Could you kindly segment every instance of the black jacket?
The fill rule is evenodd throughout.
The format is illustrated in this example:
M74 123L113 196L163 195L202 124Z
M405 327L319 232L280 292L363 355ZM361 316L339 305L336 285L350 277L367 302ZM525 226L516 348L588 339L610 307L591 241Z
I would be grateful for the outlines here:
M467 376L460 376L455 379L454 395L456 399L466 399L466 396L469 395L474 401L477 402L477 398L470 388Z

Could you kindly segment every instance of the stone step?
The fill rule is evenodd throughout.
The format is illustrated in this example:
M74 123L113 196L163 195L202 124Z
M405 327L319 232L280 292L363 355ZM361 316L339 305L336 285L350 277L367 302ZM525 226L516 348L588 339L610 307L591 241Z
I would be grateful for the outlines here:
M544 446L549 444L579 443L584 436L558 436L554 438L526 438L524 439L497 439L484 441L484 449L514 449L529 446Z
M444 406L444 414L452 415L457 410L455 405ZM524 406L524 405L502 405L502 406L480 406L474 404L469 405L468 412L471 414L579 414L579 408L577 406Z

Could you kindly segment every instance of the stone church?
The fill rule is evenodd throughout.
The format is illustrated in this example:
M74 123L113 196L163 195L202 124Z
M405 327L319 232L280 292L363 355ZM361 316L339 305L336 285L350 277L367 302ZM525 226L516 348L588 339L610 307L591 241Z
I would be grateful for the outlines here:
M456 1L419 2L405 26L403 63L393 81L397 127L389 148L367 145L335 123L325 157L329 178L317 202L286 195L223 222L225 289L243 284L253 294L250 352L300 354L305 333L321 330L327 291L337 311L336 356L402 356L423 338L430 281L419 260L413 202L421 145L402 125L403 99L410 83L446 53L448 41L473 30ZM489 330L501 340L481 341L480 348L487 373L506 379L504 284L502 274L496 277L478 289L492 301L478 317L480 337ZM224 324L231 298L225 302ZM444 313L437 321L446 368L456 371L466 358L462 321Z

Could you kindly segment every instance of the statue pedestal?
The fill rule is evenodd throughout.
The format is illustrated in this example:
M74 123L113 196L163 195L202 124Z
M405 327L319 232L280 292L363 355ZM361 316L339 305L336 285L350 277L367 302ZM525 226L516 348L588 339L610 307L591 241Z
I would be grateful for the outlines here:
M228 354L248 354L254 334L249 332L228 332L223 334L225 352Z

§ Aim:
Rewrite all of the rows above, putting "polygons" in place of every occurrence of "outlines" and leaving everything else unchanged.

§ Solution for this problem:
Could you kindly segment every instance of the black jacket?
The fill rule is evenodd throughout.
The format is illustrated in this example:
M74 123L113 196L163 195L202 124Z
M405 327L319 232L280 292L363 355ZM361 316L339 305L336 285L350 277L367 302ZM525 226L516 348L588 339L610 307L591 241Z
I would be grateful for the polygons here:
M467 376L460 376L455 379L454 395L456 399L466 399L466 396L469 395L474 401L477 402L477 398L470 388Z

Could you kindly segment every instance of the stone step?
The fill rule is evenodd throughout.
The format is illustrated in this example:
M74 123L113 196L163 195L202 124Z
M405 327L319 232L280 292L363 355ZM361 316L339 305L336 285L350 277L367 302ZM525 226L516 348L588 339L610 307L591 241Z
I would be grateful for the polygons here:
M544 446L549 444L579 443L584 436L558 436L554 438L526 438L524 439L497 439L484 441L484 449L514 449L529 446Z
M444 406L444 414L452 415L457 410L455 405ZM524 406L524 405L502 405L502 406L480 406L474 404L469 405L468 412L471 414L579 414L579 408L577 406Z

Could you kindly segment every instance of the stone church?
The fill rule is evenodd throughout.
The format is illustrated in this example:
M74 123L113 196L163 195L202 124Z
M405 327L319 232L280 292L363 355ZM361 316L339 305L336 285L350 277L367 302ZM525 226L516 348L588 339L610 307L591 241Z
I would be grateful for the polygons here:
M456 1L419 2L405 26L403 63L393 81L397 127L389 148L367 145L335 123L325 157L329 178L317 202L286 195L223 222L225 289L243 284L253 294L250 352L300 354L305 333L321 330L327 291L337 311L336 356L402 356L423 338L430 281L419 260L413 202L421 145L402 125L403 99L410 83L446 53L448 41L473 30ZM489 330L501 340L481 341L480 348L487 373L506 379L504 284L502 274L496 277L478 289L492 301L478 317L480 337ZM224 324L231 298L225 302ZM444 313L437 321L446 368L456 371L466 358L462 321Z

Could you kindly segment every instance of the statue pedestal?
The fill rule is evenodd throughout.
The format is illustrated in this example:
M74 123L113 196L163 195L202 124Z
M405 327L319 232L280 292L363 355ZM361 316L339 305L336 285L350 277L367 302ZM525 226L516 348L588 339L610 307L591 241Z
I would be grateful for the polygons here:
M228 354L248 354L254 334L249 332L228 332L223 334L225 352Z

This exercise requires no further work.